**** Textauszug
Ordnungspolitischer Unfug (4)
Peterchens (industriepolitische) Mondfahrt
Wettbewerbsfähig wird man im Wettbewerb

„Die Förderung einer Branche ist der sicherste Weg, sie zu ruinieren”. (Raghuram Rajan)

In Deutschland geht die Angst um: Die Angst vor dem industriellen Absturz, die Angst vor einer anhaltenden Wachstumsschwäche, die Angst vor der „gelben“ Gefahr. Deutschland lebt seit langem gut von und mit einem großen, prosperierenden industriellen Sektor. Viele mittelständische „hidden champions“ mischen ihn immer wieder auf. Einer stärkeren De-Industrialisierung wird sich Deutschland aber dennoch nicht entziehen können. Das anhaltende schwache Wachstum ist seit fast zwei Jahrzehnten ein weltweites Phänomen industrialisierter Länder. Auch Deutschland kann sich von dieser Entwicklung nicht abkoppeln, obwohl es sich besser schlug als andere ähnlich entwickelte Länder. Die chinesischen Unternehmen mauserten sich schon seit einiger Zeit zu einem ernsthaften Konkurrenten der weltweit Etablierten. Die Angst vor dem chinesischen „Technologieklau“ geht um. Darüber beklagen sich auch immer wieder „deutsche“ Unternehmen. Sie werfen China vor, nach anderen Spielregeln zu spielen als sie selbst spielen müssen.
********
**** Bereitgestellte Daten
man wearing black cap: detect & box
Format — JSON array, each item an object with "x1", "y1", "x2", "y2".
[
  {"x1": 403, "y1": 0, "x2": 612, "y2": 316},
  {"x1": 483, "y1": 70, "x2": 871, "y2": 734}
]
********
▸ Arbeitsaufträge:
1. Was werfen „deutsche“ Unternehmen laut dem Textauszug zur Industriepolitik China vor?
2. Setzen Sie den Textauszug über Deutschlands Angst vor dem industriellen Absturz im Anschluss an seinen letzten Satz fort.
Die Datensätze haben mit dem Textauszug nichts zu tun.

▸ Endergebnisse:
1. Sie werfen China vor, nach anderen Spielregeln zu spielen, als sie selbst spielen müssen.

2.
Nationale Industriestrategie 2030

Die adäquate Antwort auf diese Herausforderungen sind wettbewerbsfähigere deutsche Unternehmen. Alle Erfahrungen sprechen dafür, wettbewerbsfähig wird man im Wettbewerb. Offenere Güter- und Faktormärkte sind erfolgversprechend. Auf diesen Weg will sich Peter Altmaier, der Bundeswirtschaftsminister, nicht mehr verlassen (hier). Staatliche industriepolitische Aktivitäten sollen stärker in den Vordergrund rücken. Der nationale Industrieanteil soll bis 2030 auf 25 % erhöht werden. In der EU soll er bis zum Jahr 2030 auf 20 % steigen. Wertschöpfungsketten sollen national geerdet und geschlossen werden. Um jeden industriellen Arbeitsplatz soll gekämpft, der industrielle Mittelstand soll gestärkt werden. Die Politik will nationale und europäische Champions zulassen. Größe zählt! Das europäische und deutsche Wettbewerbsrecht soll angepasst werden, um Großfusionen zu ermöglichen. Gezielt sollen Schlüsselbereiche, wie etwa Stahl, Chemie, Auto, Maschinen und Anlagen etc., identifiziert und einzelne Unternehmen, wie etwa Siemens, Thyssen-Krupp, Automobilhersteller und die Deutsche Bank gefördert werden.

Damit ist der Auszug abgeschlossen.